[Exercise A]: Copy the saved entries from their start through the line with "box: [3, 0, 180, 29]", renaming "prompts" to "cues" and leaving everything else unchanged. Leave the pictures out.

What is Data Lifecycle Management?
A complete guide to manage lifecycle of data.
Data Lifecycle Management (DLM) is a policy-based approach to accompany a file through the 5 phases of its lifecycle:
- Creation or Collection
DLM facilitates data management enormously in terms of reducing storage space, costs as well as supporting company compliance. Its main goals are saving storage space, ensuring compliance rules are met and preventing liability problems in advance.
Outdated project files, for example, waste a lot of storage space. And a human resources department must ensure that application documents are deleted on time. This is where a Data Lifecycle Management solution can help.
In this blog post, we will guide you through the most important topics surrounding DLM and take a look at:
Differences to Information Lifecycle Management
Often times, the terms Information Lifecycle Management (ILM) and Data Lifecycle Management are used interchangeably, and although it can also part of a data management practice, it is distinct from DLM.

[Exercise B]: What are the main goals of DLM according to the text on Data Lifecycle Management?

(Saved entries)
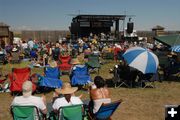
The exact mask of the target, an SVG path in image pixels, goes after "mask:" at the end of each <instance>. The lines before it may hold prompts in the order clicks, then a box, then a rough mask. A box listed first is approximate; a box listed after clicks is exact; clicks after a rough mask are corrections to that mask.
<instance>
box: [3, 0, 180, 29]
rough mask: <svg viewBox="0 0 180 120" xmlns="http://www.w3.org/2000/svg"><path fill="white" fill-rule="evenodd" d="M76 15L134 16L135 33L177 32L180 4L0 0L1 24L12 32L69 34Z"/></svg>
mask: <svg viewBox="0 0 180 120" xmlns="http://www.w3.org/2000/svg"><path fill="white" fill-rule="evenodd" d="M79 11H80V14H106V15H107V14H114V15H115V14H116V15H121V14H124V13H126V14H128V15H135V17H133V18H132V21H133V22H134V24H135V26H134V27H135V29H136V30H151V29H152V27H154V26H156V25H161V26H163V27H165V28H166V30H180V0H0V22H4V23H6V24H8V25H10V27H11V29H29V30H30V29H33V30H42V29H48V30H68V27H69V26H70V23H71V20H72V17H73V16H71V15H70V14H74V15H76V14H78V13H79ZM126 21H127V20H126ZM121 23H122V22H120V30H121V29H122V24H121Z"/></svg>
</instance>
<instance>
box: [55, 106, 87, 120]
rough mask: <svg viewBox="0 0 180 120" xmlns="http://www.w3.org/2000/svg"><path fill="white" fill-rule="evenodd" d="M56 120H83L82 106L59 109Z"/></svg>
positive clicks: (83, 113) (82, 109)
mask: <svg viewBox="0 0 180 120" xmlns="http://www.w3.org/2000/svg"><path fill="white" fill-rule="evenodd" d="M58 120H84V113H83V105H81V104H80V105H73V106H65V107H60V108H59V112H58Z"/></svg>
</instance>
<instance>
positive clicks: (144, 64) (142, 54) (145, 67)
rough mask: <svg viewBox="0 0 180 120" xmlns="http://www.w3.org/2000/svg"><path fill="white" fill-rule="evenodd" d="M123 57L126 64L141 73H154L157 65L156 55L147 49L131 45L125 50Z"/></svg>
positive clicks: (157, 65)
mask: <svg viewBox="0 0 180 120" xmlns="http://www.w3.org/2000/svg"><path fill="white" fill-rule="evenodd" d="M123 57H124V59H125V61H126V62H127V64H128V65H129V66H131V67H133V68H136V69H137V70H139V71H141V72H142V73H144V74H146V73H156V72H157V68H158V65H159V60H158V57H157V56H156V55H155V54H154V53H152V52H151V51H149V50H148V49H145V48H141V47H132V48H129V49H127V50H126V52H125V53H124V54H123Z"/></svg>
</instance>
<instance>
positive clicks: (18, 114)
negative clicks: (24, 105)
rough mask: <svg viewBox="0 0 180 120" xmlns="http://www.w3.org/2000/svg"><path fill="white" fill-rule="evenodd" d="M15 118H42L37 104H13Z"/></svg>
mask: <svg viewBox="0 0 180 120" xmlns="http://www.w3.org/2000/svg"><path fill="white" fill-rule="evenodd" d="M11 113H12V116H13V120H40V115H39V111H38V108H37V107H35V106H11Z"/></svg>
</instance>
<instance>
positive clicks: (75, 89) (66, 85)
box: [55, 82, 78, 94]
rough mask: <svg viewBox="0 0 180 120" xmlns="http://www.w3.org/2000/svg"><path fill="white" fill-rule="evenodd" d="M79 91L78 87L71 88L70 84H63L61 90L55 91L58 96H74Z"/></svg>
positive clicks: (69, 83)
mask: <svg viewBox="0 0 180 120" xmlns="http://www.w3.org/2000/svg"><path fill="white" fill-rule="evenodd" d="M77 90H78V88H77V87H71V85H70V83H67V82H65V83H63V86H62V88H61V89H55V91H56V93H58V94H72V93H74V92H76V91H77Z"/></svg>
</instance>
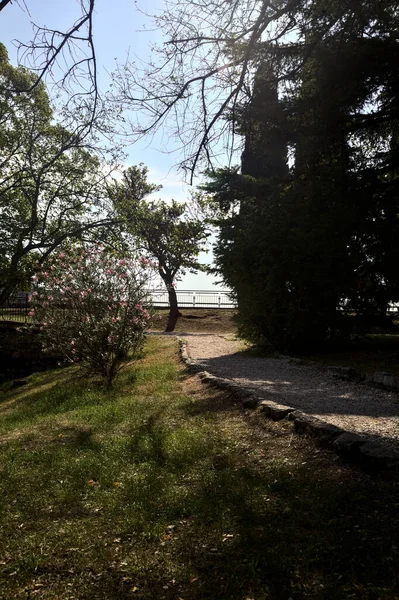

[Exercise answer A]:
The exact mask of the target, an SVG path in image pixels, goes after "mask:" at the end of each <instance>. The lines before it may hold cues in the order clicks, then a box, then a rough mask. A box listed first is approximate; a box listed after clicks is exact; clicks after a rough mask are corrections to that mask.
<instance>
box: [3, 0, 180, 29]

[Exercise answer B]: Saving storage space, ensuring compliance rules are met and preventing liability problems in advance.